• [EXERCISE INSTRUCTIONS]:
**a)** Answer these questions from the chapter on operating the system, one answer per line:
(i) What access level does the Business Partner (OpB) have?
(ii) At what time does OpA's morning check happen?
(iii) Which three Grafana panels does the chapter say matter?
**b)** Continue the chapter on operating the system, starting after its final sentence.

• [SELECTED PASSAGE]:
--- start ---

Chapter 9: Operating the System
Two people run this platform. One builds it, one watches the dashboard. This chapter is the operating manual for both.
Reading time: 20 min | Difficulty: Advanced | Prerequisites: Chapters 5-8
Two Operators, Two Interfaces
This system has two operators with fundamentally different responsibilities:
| Role | Codename | Access Level | Primary Tool | Time Commitment |
|---|---|---|---|---|
| System Architect | OpA | Full SSH, code, config | Terminal + Grafana | 30 min/day + on-call |
| Business Partner | OpB | Read-only dashboard | Phone browser | 5 min/day glance |
Why two roles matter: No single person should be able to both modify the system AND authorize risk changes. This is the two-person rule borrowed from nuclear launch protocols and institutional fund management. OpA proposes changes; OpB confirms critical actions like kill-switch resets.
OpA: The Daily Workflow
Morning (6:45 AM ET, before US pre-market)
This takes 10-15 minutes. Do it the same way every day.
Step 1: Check overnight health.
# SSH into the server, pull the morning summary
qgtm status --summary
# Expected output:
# ╔══════════════════════════════════════════╗
# ║ QGTM MORNING STATUS — 2026-04-12 ║
# ╠══════════════════════════════════════════╣
# ║ Daemon: RUNNING (uptime 14d 7h) ║
# ║ Heartbeat: 12s ago ║
# ║ Strategies: 29/29 loaded ║
# ║ Broker: CONNECTED (Alpaca) ║
# ║ Positions: 7 open, $247,300 notional ║
# ║ P&L (1d): +$1,412 (+0.57%) ║
# ║ Drawdown: -2.3% from peak ║
# ║ Signals: 3 pending (GLD, SLV, GDX) ║
# ║ Risk: ALL GREEN ║
# ╚══════════════════════════════════════════╝
Step 2: Review pending signals. The system generated signals overnight from Asian session data and pre-market futures. Review them in Grafana or terminal:
Each signal shows: strategy source, confidence score (0-100), meta-label probability, position size recommendation, and the pre-trade compliance result (PASS/FAIL with reason).
Step 3: Check data freshness. Stale data is the silent killer of systematic trading.
qgtm data --freshness
# Shows last-updated timestamp for every feed:
# OHLCV (Alpaca): 2026-04-11 20:00 UTC ✓ fresh
# COT (CFTC): 2026-04-08 (weekly) ✓ on schedule
# FRED macro: 2026-04-10 ✓ fresh
# Options vol: 2026-04-11 21:00 UTC ✓ fresh
# Sentiment (Reddit): 2026-04-12 06:30 UTC ✓ fresh
Step 4: Scan Grafana dashboards. Three panels matter:
- System Health — CPU, memory, API rate limits, queue depth
- Strategy Performance — Rolling Sharpe by strategy, regime indicator
- Risk Dashboard — Current drawdown, VaR utilization, correlation heatmap
If everything is green, you are done. Total time: 8-12 minutes.

--- end ---

• [DATASET RECORDS]:

--- start ---

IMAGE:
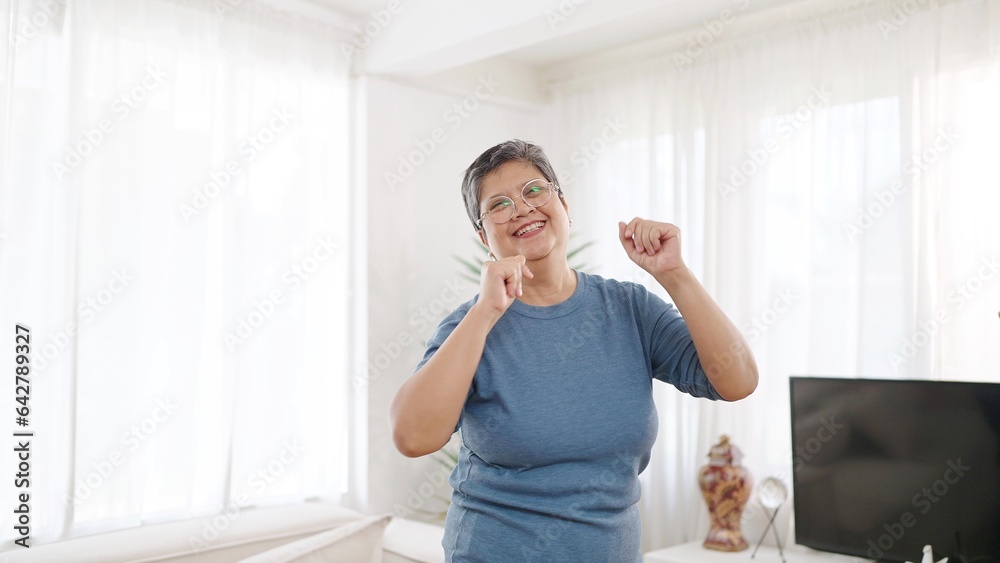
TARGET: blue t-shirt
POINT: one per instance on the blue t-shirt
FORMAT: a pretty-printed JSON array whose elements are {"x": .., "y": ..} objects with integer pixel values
[{"x": 559, "y": 422}]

--- end ---

• [RESULTS OF THE EXERCISE]:
**a)**
(i) Read-only dashboard.
(ii) 6:45 AM ET, before US pre-market.
(iii) System Health, Strategy Performance, and Risk Dashboard.

**b)**
The Sunday Night Decision Screen
Sunday at 8 PM ET, before Asian markets open, OpA runs the weekly review:
This produces a structured report covering:
- Week-in-review: P&L attribution by strategy, largest winners/losers, execution quality (slippage vs. estimate)
- Regime assessment: Current HMM state (risk-on / risk-off / crisis), BOCPD change-point probability, vol regime (low / normal / elevated / crisis)
- Allocation recommendation: The optimizer's suggested weight shifts for the coming week based on updated skill scores and regime probabilities
- Calendar risks: FOMC, CPI, NFP, options expiry dates for the week ahead
- Action items: Data feed renewals, strategy parameter reviews due, any code deployments queued
OpA reviews this, decides whether to accept the optimizer's allocation recommendation or override (with logged justification), and confirms. The system applies new weights at Sunday 9 PM ET, two hours before CME Globex opens.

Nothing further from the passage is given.